■ Article:
==============================

Wait, I thought Obama was an Islamo-fascist. Shit, its so hard to keep track of the evildoers labels.
No kidding about labels, how about we just call them all bad guy evil doers?
The ideology of Islam and communism have a lot in common as it relates to the control of the population via government force. Islam is a political ideology disguised as a religion.
Islam says that those that don't convert, such as Christians, will have to pay a TAX to punish them financially because they don't believe they way you believe. Sounds very similar to the Democrat party.
So on what could be argued is the most Pro-Capitalism and Free Market web site on the internet,
if you bash Communism, you get DOWN-VOTED.
I suppose it is indicative of the current state of affairs, in America.
Communist principles, vis a vis the 10 pillars of the Communist Manifesto,
are the death-nails in the coffin of American Liberty.
The coffin has been nailed shut and buried years ago or maybe you haven't noticed?
"Humpty Dumpty sat on a wall --Humpty Dumpty had a great fall. All the Kings horses and all the Kings men could not put Humpty Dumpty together again"
Thank you grandma for teaching me this 65 yrs ago.
You are right. And right now they are screwing up "A penney saved is a penney earned". Boy, will they be sorry...
hate it when inflation starts to wane like that.
Looks just like the 25-54 labor force.
What happened in '09 is that the currency became debt saturated. There are not enough remaining consumer borrowers to loan to that have collateral. They served no purpose and were kicked to the curb. The fed dropped the interest rate to zero to keep corporations and the financial industry alive. The incremental debt at that point consisted of the government borrowing to buy bad assets from the financial sector, and companies borrowing to buy back stocks, and funding wars to finance the MIC. The consumer (middle class) was ballast thrown over the side to lighten the load at that point, and keep this hunk of crap in the air a little longer.
"The incremental debt at that point consisted of the government borrowing to buy bad assets from the financial sector, and companies borrowing to buy back stocks, and funding wars to finance the MIC"
++++++++++++++++++++++
Especially the part about buying worthless assetts from the banksters.

==============================

■ Data shown:
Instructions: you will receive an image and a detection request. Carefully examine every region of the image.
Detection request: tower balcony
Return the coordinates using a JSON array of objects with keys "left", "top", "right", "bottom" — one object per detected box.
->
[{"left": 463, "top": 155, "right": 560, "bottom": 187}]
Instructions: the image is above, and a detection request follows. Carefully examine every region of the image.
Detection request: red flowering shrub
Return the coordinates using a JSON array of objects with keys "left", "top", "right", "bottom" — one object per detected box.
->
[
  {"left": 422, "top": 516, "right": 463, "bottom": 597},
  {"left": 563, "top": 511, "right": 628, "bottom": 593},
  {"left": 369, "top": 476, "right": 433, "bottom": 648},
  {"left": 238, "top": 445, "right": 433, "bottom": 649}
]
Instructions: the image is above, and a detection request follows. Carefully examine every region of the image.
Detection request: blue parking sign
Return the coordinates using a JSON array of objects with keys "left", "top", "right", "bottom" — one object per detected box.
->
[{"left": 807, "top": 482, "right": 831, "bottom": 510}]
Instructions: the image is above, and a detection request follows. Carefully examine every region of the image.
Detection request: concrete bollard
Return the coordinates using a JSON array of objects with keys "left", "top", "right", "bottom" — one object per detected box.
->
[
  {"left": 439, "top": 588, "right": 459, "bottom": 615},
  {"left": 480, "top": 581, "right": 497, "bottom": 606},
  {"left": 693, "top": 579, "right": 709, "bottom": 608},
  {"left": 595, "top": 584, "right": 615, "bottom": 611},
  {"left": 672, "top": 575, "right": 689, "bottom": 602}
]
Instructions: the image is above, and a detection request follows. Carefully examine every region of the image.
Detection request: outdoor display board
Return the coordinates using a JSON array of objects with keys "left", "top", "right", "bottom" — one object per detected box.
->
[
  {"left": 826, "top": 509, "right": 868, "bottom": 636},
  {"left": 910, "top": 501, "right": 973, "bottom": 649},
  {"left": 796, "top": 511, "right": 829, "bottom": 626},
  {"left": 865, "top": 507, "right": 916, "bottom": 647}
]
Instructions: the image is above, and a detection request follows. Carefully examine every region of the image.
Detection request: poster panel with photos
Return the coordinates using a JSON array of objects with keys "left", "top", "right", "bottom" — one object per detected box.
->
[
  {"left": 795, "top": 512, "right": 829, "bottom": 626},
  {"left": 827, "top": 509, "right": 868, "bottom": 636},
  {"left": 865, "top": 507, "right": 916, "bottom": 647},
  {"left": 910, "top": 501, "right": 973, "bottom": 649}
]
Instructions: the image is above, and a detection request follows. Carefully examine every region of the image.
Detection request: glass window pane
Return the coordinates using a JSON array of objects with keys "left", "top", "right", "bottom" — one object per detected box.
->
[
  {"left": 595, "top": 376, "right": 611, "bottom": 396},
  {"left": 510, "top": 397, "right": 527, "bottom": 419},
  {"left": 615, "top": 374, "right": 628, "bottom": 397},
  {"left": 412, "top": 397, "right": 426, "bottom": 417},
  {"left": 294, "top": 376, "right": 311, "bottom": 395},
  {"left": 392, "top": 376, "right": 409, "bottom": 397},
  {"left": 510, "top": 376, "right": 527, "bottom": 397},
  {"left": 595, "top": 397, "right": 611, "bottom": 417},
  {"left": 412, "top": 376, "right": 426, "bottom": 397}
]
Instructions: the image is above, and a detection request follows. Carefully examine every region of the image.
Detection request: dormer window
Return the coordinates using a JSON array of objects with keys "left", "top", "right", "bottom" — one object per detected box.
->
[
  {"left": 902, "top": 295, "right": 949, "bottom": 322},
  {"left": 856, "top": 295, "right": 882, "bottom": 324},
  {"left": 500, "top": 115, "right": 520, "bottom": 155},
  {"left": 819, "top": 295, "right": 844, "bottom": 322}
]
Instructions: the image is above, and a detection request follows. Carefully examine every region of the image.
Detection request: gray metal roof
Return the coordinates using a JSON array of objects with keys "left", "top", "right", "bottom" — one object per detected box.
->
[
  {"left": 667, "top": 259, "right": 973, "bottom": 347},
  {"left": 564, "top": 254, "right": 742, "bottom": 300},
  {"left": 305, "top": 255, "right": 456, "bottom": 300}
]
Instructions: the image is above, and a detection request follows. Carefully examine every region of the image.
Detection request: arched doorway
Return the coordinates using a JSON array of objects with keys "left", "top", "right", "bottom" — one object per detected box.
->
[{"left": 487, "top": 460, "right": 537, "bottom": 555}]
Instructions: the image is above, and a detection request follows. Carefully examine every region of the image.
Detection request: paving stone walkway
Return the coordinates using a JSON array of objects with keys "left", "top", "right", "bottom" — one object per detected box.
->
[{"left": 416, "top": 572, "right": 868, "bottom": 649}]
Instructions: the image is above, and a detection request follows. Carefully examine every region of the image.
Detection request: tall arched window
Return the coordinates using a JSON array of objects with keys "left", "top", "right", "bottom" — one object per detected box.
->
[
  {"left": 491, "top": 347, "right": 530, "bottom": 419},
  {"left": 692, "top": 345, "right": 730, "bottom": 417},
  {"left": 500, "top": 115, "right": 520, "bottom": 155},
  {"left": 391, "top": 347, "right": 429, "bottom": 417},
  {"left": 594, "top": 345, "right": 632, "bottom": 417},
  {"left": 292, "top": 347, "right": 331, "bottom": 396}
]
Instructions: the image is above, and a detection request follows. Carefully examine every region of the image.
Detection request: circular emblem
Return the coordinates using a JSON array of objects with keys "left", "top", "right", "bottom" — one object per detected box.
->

==============================

■ Given task A:
In the comment thread, to what level did the fed drop the interest rate?
■ Given task B:
Output the passage from the comment thread that begins at the words "The coffin has" and stops after the words "65 yrs ago.".

■ Written response A:
To zero.

■ Written response B:
The coffin has been nailed shut and buried years ago or maybe you haven't noticed?
"Humpty Dumpty sat on a wall --Humpty Dumpty had a great fall. All the Kings horses and all the Kings men could not put Humpty Dumpty together again"
Thank you grandma for teaching me this 65 yrs ago.